***** THE INPUT *****
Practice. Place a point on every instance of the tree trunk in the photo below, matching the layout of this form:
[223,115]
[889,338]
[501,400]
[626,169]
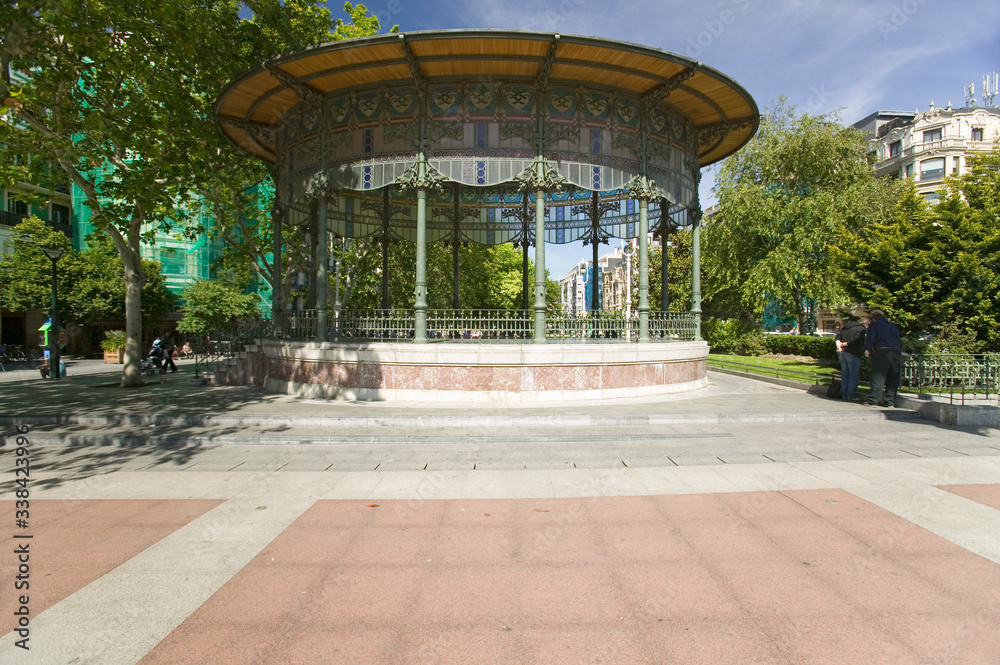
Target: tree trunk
[134,278]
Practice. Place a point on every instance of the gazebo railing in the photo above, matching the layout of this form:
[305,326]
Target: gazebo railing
[478,324]
[672,326]
[481,325]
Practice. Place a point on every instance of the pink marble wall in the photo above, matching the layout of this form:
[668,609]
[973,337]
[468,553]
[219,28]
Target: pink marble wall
[517,378]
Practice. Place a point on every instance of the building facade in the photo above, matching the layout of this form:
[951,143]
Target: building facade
[927,146]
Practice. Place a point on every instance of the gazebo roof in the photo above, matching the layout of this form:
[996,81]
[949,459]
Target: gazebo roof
[706,96]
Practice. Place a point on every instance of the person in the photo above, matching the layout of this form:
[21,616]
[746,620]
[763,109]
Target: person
[168,354]
[883,347]
[850,343]
[156,353]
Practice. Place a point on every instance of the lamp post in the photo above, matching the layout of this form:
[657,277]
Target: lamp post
[54,253]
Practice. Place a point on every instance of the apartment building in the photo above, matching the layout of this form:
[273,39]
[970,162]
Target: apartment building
[927,146]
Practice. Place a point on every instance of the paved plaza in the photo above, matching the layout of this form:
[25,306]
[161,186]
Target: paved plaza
[743,523]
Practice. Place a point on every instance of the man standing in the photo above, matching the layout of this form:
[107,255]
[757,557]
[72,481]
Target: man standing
[850,345]
[884,347]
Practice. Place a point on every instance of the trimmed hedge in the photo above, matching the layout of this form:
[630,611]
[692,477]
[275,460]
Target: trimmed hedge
[802,345]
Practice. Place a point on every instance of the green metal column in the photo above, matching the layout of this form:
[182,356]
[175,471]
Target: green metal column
[696,271]
[420,291]
[322,258]
[644,270]
[539,336]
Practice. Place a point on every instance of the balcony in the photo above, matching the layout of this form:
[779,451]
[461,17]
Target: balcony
[916,150]
[11,218]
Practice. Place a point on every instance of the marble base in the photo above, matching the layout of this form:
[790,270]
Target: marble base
[444,371]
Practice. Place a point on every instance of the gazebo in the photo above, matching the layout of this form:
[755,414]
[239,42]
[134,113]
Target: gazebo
[490,137]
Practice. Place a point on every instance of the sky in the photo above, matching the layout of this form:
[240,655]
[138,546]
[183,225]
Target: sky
[851,57]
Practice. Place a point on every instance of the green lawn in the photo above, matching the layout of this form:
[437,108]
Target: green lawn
[795,369]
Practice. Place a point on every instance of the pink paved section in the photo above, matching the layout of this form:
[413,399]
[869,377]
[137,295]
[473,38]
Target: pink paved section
[791,578]
[988,495]
[75,542]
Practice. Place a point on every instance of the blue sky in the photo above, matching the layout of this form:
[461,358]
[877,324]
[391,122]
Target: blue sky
[854,56]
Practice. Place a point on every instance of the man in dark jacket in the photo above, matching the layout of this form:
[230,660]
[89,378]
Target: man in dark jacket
[850,345]
[884,347]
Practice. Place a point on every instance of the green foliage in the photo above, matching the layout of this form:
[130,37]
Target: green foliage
[785,201]
[953,338]
[802,345]
[752,343]
[212,305]
[114,340]
[26,274]
[935,270]
[722,334]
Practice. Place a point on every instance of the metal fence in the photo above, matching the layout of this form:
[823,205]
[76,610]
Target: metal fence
[479,325]
[960,376]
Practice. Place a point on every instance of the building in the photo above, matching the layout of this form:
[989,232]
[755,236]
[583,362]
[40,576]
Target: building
[927,146]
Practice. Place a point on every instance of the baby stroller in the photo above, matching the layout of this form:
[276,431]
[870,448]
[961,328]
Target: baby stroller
[150,365]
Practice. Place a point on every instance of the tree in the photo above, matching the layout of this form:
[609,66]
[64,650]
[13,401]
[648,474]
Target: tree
[934,270]
[239,188]
[98,291]
[785,200]
[211,305]
[26,274]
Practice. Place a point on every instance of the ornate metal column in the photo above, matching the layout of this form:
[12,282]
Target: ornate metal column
[594,237]
[644,191]
[313,235]
[277,216]
[421,177]
[322,258]
[539,333]
[695,213]
[524,240]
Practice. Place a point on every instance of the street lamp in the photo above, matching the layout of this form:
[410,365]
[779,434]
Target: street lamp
[54,253]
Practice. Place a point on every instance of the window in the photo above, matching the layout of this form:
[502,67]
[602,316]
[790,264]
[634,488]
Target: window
[932,168]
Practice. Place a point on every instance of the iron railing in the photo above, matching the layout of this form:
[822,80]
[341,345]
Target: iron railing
[960,376]
[478,325]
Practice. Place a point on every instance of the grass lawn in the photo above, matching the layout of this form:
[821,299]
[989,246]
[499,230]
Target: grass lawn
[785,367]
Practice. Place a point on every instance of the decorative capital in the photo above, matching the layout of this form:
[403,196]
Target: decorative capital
[546,178]
[653,98]
[321,186]
[710,134]
[643,189]
[305,92]
[258,131]
[421,176]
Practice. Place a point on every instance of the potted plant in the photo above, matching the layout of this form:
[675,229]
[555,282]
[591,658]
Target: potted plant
[114,346]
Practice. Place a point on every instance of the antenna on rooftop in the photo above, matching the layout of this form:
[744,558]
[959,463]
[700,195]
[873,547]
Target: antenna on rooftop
[989,89]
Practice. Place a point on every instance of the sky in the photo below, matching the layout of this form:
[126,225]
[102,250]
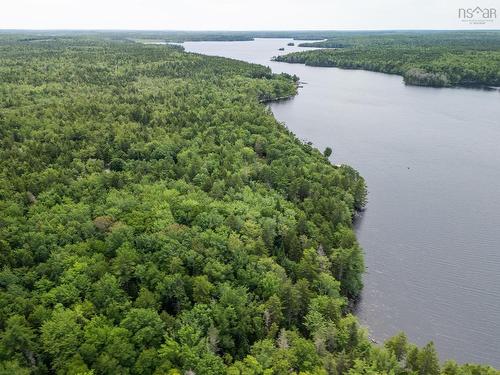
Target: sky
[241,15]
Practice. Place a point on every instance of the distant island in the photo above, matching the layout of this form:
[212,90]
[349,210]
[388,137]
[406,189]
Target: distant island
[427,59]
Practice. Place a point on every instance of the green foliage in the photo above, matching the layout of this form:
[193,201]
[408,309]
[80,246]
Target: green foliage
[422,58]
[156,219]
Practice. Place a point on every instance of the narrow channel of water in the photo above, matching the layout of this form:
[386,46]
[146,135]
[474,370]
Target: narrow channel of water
[431,158]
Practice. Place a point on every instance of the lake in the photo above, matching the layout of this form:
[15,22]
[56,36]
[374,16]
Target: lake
[431,159]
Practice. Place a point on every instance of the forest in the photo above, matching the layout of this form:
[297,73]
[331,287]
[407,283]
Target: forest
[437,59]
[155,218]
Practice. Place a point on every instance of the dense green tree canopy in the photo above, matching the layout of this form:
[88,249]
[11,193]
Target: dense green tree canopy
[156,219]
[425,58]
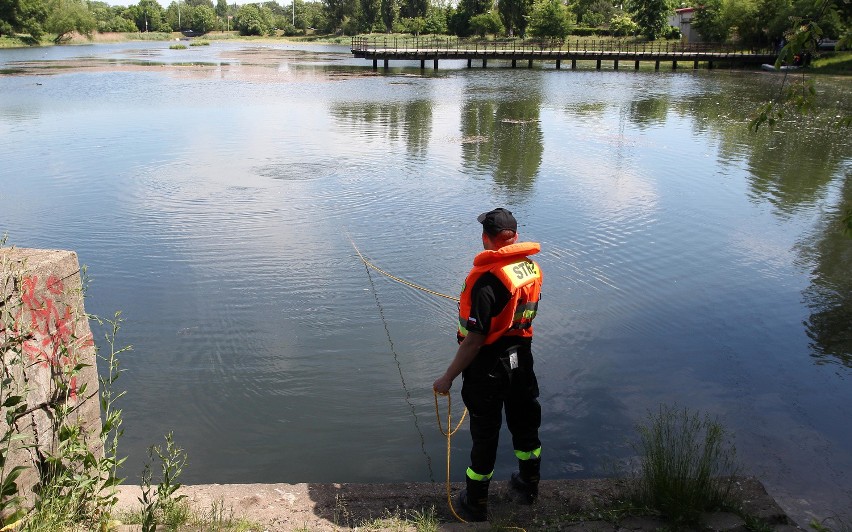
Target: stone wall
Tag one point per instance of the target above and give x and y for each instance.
(44, 336)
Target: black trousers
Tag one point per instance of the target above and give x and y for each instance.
(489, 386)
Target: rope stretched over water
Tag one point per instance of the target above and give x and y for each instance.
(398, 365)
(395, 278)
(449, 434)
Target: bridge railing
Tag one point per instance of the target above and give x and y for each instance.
(609, 45)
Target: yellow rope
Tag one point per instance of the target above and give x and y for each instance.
(449, 434)
(395, 278)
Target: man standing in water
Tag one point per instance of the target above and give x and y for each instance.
(499, 300)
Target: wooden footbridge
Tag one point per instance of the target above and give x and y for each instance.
(388, 49)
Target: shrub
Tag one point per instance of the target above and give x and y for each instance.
(687, 466)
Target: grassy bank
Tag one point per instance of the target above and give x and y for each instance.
(835, 63)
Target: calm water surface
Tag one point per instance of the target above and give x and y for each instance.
(210, 191)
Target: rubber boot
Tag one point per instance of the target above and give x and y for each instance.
(525, 481)
(473, 501)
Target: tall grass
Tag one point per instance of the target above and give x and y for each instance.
(687, 465)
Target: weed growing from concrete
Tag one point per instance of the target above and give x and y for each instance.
(76, 480)
(162, 505)
(687, 465)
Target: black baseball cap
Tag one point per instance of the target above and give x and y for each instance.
(497, 220)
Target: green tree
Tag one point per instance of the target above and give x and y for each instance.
(709, 23)
(515, 15)
(314, 13)
(252, 20)
(371, 13)
(550, 18)
(436, 21)
(413, 8)
(337, 12)
(109, 18)
(203, 19)
(593, 12)
(23, 16)
(486, 23)
(651, 16)
(148, 15)
(67, 17)
(389, 13)
(622, 25)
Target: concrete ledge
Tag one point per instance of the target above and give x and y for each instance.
(41, 301)
(321, 507)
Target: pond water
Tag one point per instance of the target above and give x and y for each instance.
(212, 193)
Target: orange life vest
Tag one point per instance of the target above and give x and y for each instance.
(520, 275)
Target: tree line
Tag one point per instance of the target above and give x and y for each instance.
(747, 22)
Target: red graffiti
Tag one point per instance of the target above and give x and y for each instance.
(52, 341)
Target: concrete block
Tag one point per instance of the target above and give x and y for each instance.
(41, 304)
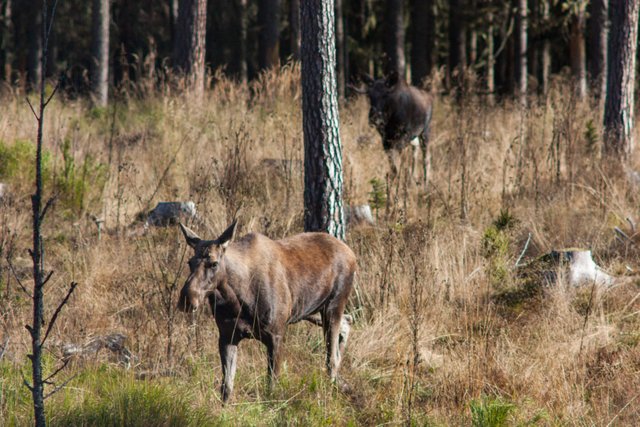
*****
▶ TASK ITEM: Please copy each line of the records above that holds the word "concrete".

▶ SOLUTION TO THIS PROBLEM:
Target: weed growing from concrete
Target: concrete ledge
Target: concrete block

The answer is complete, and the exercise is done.